やること -
• a. 本文のうち、「第141回のテーマは 「漢方から見た冬の養生法」。」から始まって「特に大切なのが「腎(じん)」。」までの部分を、そのまま書き写してください。
• b. 本文によると、東洋医学で冬に特に大切だとされているものは何ですか。

本文 -
=======
第141回 漢方から見た冬の養生法
〜冬は「守り」と「蓄え」の季節です〜
美泉堂薬局では、毎月健康セミナーを開催しています。
第141回のテーマは 「漢方から見た冬の養生法」。
今回は、冬を元気に乗り切るための考え方と、体質別のセルフケアについてお話ししました。
※セミナーの様子はYouTubeでもご覧いただけます。
■ 冬は「守る季節」
東洋医学では、冬はエネルギーを外に使うのではなく、体の奥に蓄える季節と考えます。
特に大切なのが「腎(じん)」。
腎は
・生命力
・成長・老化
・泌尿器
・骨やホルモンバランス
などと深く関係しています。
=======
提供データ -
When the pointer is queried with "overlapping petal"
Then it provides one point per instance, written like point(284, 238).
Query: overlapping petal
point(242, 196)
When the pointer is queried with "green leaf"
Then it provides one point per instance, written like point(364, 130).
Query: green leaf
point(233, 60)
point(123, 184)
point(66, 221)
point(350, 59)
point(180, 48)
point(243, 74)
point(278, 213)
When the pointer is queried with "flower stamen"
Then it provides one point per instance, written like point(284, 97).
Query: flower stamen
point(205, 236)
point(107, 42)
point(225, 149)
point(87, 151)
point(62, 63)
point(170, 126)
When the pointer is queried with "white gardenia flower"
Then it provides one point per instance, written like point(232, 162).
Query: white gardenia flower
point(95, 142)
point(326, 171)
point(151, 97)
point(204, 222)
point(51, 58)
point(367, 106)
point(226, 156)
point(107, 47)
=======
作業の結果 -
• a.
第141回のテーマは 「漢方から見た冬の養生法」。
今回は、冬を元気に乗り切るための考え方と、体質別のセルフケアについてお話ししました。
※セミナーの様子はYouTubeでもご覧いただけます。
■ 冬は「守る季節」
東洋医学では、冬はエネルギーを外に使うのではなく、体の奥に蓄える季節と考えます。
特に大切なのが「腎(じん)」。

• b. 腎(じん)です。